(Dataset excerpts):
___

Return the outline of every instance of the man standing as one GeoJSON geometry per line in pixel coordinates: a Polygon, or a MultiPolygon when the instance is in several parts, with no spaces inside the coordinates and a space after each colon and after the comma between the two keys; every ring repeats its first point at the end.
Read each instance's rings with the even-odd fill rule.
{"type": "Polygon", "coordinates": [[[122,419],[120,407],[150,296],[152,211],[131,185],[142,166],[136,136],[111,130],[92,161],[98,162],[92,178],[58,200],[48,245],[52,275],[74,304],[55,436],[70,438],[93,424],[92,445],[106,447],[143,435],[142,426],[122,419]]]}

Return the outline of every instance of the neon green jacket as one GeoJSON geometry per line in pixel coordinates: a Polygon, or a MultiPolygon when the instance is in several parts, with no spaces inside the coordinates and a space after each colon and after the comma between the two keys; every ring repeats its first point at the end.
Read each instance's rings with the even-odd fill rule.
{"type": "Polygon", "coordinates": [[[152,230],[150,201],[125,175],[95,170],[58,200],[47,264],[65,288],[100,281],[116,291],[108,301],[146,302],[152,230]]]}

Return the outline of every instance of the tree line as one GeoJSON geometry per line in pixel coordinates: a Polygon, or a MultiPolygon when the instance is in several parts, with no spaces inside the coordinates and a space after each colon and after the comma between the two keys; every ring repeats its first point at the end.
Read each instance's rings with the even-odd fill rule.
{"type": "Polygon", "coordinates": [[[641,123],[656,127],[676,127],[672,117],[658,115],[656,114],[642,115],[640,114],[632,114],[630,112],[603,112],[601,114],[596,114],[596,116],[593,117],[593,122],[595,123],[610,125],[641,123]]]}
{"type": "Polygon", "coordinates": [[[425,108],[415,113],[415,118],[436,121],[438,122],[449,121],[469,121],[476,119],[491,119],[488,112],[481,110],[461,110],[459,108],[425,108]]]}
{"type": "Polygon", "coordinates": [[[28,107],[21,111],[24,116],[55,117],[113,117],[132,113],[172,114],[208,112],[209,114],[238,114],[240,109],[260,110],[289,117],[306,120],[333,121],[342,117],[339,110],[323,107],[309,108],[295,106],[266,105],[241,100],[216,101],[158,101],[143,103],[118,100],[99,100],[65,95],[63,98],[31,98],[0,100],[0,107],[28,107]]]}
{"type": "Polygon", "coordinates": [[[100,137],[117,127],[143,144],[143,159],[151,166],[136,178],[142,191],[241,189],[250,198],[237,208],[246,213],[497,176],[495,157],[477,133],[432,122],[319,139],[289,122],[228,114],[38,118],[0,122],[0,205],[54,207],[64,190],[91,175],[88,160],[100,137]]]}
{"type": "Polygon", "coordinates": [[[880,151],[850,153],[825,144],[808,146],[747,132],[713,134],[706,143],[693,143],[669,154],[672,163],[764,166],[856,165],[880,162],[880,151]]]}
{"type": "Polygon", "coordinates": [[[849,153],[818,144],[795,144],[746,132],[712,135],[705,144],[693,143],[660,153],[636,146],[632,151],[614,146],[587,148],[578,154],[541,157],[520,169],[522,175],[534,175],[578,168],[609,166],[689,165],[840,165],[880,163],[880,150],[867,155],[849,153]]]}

___

(Work required):
Reproduce everything above, from the line containing "Return the outline of every instance of the tree" down to the end of the entries, with each line kept identical.

(Exercise response):
Return the outline of every instance of the tree line as one GeoJSON geometry per line in pixel coordinates: a Polygon, or a MultiPolygon when the instance is in several parts, with no spaces inside the coordinates and a space after each colon and after the comma between the two keys; every ring repeats its first point at the end.
Read each instance's rings with the even-odd fill rule.
{"type": "Polygon", "coordinates": [[[641,123],[656,127],[676,127],[672,117],[658,115],[656,114],[642,115],[640,114],[632,114],[630,112],[603,112],[601,114],[596,114],[596,116],[593,117],[593,122],[595,123],[610,125],[641,123]]]}
{"type": "Polygon", "coordinates": [[[425,108],[415,113],[415,118],[436,121],[438,122],[449,121],[469,121],[476,119],[491,119],[488,112],[481,110],[461,110],[459,108],[425,108]]]}
{"type": "Polygon", "coordinates": [[[28,107],[21,111],[24,116],[55,117],[113,117],[132,113],[172,114],[208,112],[209,114],[238,114],[240,109],[260,110],[289,117],[306,120],[333,121],[342,117],[339,110],[323,107],[309,108],[295,106],[266,105],[241,100],[216,101],[158,101],[143,103],[118,100],[99,100],[65,95],[63,98],[31,98],[0,100],[0,107],[28,107]]]}
{"type": "Polygon", "coordinates": [[[100,137],[117,127],[143,144],[143,159],[151,166],[136,178],[142,191],[241,189],[250,198],[237,208],[246,213],[497,176],[495,157],[477,133],[432,122],[319,139],[289,122],[228,114],[38,118],[0,122],[0,205],[54,207],[64,190],[91,175],[88,160],[100,137]]]}
{"type": "Polygon", "coordinates": [[[880,151],[850,153],[825,144],[808,146],[747,132],[713,134],[706,143],[693,143],[669,154],[672,163],[764,166],[856,165],[880,162],[880,151]]]}
{"type": "Polygon", "coordinates": [[[849,153],[818,144],[795,144],[746,132],[712,135],[705,144],[693,143],[660,153],[636,146],[632,151],[614,146],[587,148],[578,154],[541,157],[520,169],[522,175],[534,175],[578,168],[609,166],[689,165],[840,165],[880,163],[880,150],[867,155],[849,153]]]}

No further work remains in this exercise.